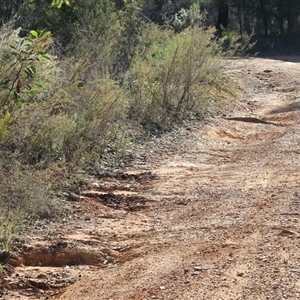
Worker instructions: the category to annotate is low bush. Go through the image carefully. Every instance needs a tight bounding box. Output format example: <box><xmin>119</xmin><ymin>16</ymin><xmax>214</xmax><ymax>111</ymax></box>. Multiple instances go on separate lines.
<box><xmin>127</xmin><ymin>25</ymin><xmax>230</xmax><ymax>129</ymax></box>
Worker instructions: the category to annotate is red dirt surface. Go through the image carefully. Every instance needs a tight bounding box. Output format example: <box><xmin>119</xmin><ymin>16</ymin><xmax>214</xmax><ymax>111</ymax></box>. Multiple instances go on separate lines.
<box><xmin>2</xmin><ymin>57</ymin><xmax>300</xmax><ymax>300</ymax></box>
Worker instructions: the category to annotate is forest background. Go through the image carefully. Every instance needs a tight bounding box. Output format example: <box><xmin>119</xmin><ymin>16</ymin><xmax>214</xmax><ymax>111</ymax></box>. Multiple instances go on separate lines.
<box><xmin>0</xmin><ymin>0</ymin><xmax>300</xmax><ymax>260</ymax></box>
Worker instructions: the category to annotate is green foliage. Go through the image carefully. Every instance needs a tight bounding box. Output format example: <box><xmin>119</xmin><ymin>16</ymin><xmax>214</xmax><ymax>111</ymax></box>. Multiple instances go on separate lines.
<box><xmin>0</xmin><ymin>0</ymin><xmax>241</xmax><ymax>258</ymax></box>
<box><xmin>0</xmin><ymin>22</ymin><xmax>50</xmax><ymax>123</ymax></box>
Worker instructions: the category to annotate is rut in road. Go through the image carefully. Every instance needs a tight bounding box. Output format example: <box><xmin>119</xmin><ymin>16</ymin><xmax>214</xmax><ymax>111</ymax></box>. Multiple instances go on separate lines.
<box><xmin>2</xmin><ymin>58</ymin><xmax>300</xmax><ymax>300</ymax></box>
<box><xmin>52</xmin><ymin>58</ymin><xmax>300</xmax><ymax>300</ymax></box>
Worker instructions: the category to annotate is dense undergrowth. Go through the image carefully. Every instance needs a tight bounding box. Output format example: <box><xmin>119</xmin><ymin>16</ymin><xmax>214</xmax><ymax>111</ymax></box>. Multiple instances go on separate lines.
<box><xmin>0</xmin><ymin>6</ymin><xmax>248</xmax><ymax>264</ymax></box>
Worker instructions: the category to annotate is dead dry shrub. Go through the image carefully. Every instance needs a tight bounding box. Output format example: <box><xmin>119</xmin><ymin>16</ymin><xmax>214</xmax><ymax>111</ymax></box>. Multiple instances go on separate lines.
<box><xmin>127</xmin><ymin>25</ymin><xmax>230</xmax><ymax>129</ymax></box>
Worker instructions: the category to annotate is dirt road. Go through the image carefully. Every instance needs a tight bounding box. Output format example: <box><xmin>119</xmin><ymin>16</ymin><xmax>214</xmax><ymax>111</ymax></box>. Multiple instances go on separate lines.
<box><xmin>3</xmin><ymin>57</ymin><xmax>300</xmax><ymax>300</ymax></box>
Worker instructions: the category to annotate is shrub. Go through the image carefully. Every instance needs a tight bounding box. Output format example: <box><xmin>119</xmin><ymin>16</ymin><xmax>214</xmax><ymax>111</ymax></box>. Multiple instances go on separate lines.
<box><xmin>127</xmin><ymin>25</ymin><xmax>227</xmax><ymax>129</ymax></box>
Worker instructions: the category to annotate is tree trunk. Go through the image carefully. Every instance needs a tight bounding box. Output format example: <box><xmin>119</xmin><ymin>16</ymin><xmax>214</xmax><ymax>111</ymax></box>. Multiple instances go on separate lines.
<box><xmin>259</xmin><ymin>0</ymin><xmax>269</xmax><ymax>36</ymax></box>
<box><xmin>216</xmin><ymin>0</ymin><xmax>228</xmax><ymax>30</ymax></box>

**Work instructions:**
Change every "Worker instructions" in the listing above to "Annotator guidelines" and keep the rest of each line as it is. Leave the pictures out of your version.

**Result below:**
Annotator guidelines: the category to annotate is low bush. Go through the image carefully. Every instance needs a tight bounding box. Output format example: <box><xmin>119</xmin><ymin>16</ymin><xmax>214</xmax><ymax>111</ymax></box>. Multiple instances go on separate lines.
<box><xmin>127</xmin><ymin>25</ymin><xmax>230</xmax><ymax>129</ymax></box>
Annotator guidelines: the category to annotate is red dirt surface. Go through the image carefully. Every instance needs a tight bounding box. Output format example: <box><xmin>119</xmin><ymin>16</ymin><xmax>214</xmax><ymax>111</ymax></box>. Multiple instances go on separate lines.
<box><xmin>2</xmin><ymin>57</ymin><xmax>300</xmax><ymax>300</ymax></box>
Annotator guidelines: the category to annotate is forest background. Go through the image carefully. Every instance needs a tight bounding box. Output format example: <box><xmin>119</xmin><ymin>16</ymin><xmax>214</xmax><ymax>111</ymax></box>. Multiple instances go on separate lines.
<box><xmin>0</xmin><ymin>0</ymin><xmax>300</xmax><ymax>260</ymax></box>
Annotator guidelines: the category to annotate is green foliage. Go through the image carefully. Every instance needs a tight bounding box. Output format example: <box><xmin>119</xmin><ymin>16</ymin><xmax>214</xmax><ymax>111</ymax></box>. Multiple instances go on separate lines.
<box><xmin>0</xmin><ymin>0</ymin><xmax>241</xmax><ymax>258</ymax></box>
<box><xmin>0</xmin><ymin>22</ymin><xmax>50</xmax><ymax>123</ymax></box>
Annotator guidelines: the category to annotate is rut in road. Go through the image carefully. Every instance needs a tight bounding box. Output format example: <box><xmin>119</xmin><ymin>16</ymin><xmax>214</xmax><ymax>111</ymax></box>. Multiple instances go on separate lines.
<box><xmin>2</xmin><ymin>58</ymin><xmax>300</xmax><ymax>300</ymax></box>
<box><xmin>52</xmin><ymin>58</ymin><xmax>300</xmax><ymax>300</ymax></box>
Annotator guidelines: the category to annotate is dense undergrowth. Go through the image carefully. Every instance needs a tight bounding box. Output format example: <box><xmin>119</xmin><ymin>16</ymin><xmax>214</xmax><ymax>111</ymax></box>. Multiple instances go on separate lines.
<box><xmin>0</xmin><ymin>6</ymin><xmax>248</xmax><ymax>264</ymax></box>
Annotator guidelines: the category to annotate is dead dry shrub. Go through the image carefully. Every instance needs a tight bounding box. Output format example: <box><xmin>119</xmin><ymin>16</ymin><xmax>214</xmax><ymax>111</ymax></box>. Multiple instances go on separate lines.
<box><xmin>127</xmin><ymin>25</ymin><xmax>230</xmax><ymax>129</ymax></box>
Annotator guidelines: the category to annotate is dirt road. Go through the image carefully. Every instance needs a tight bounding box. Output format example: <box><xmin>119</xmin><ymin>16</ymin><xmax>214</xmax><ymax>111</ymax></box>. Multiple instances go on separate lines.
<box><xmin>3</xmin><ymin>57</ymin><xmax>300</xmax><ymax>300</ymax></box>
Annotator guidelines: the category to annotate is shrub. Go through the image carefully. Every instance needs a tight bounding box. Output format example: <box><xmin>119</xmin><ymin>16</ymin><xmax>214</xmax><ymax>111</ymax></box>. Multiple instances go on separate lines.
<box><xmin>127</xmin><ymin>25</ymin><xmax>227</xmax><ymax>129</ymax></box>
Annotator guidelines: the category to annotate is tree trunk. Go through the image carefully. Every instance needs a tight bounding box. Output format example: <box><xmin>119</xmin><ymin>16</ymin><xmax>214</xmax><ymax>111</ymax></box>. Multiple instances go on separate lines.
<box><xmin>259</xmin><ymin>0</ymin><xmax>269</xmax><ymax>36</ymax></box>
<box><xmin>216</xmin><ymin>0</ymin><xmax>228</xmax><ymax>30</ymax></box>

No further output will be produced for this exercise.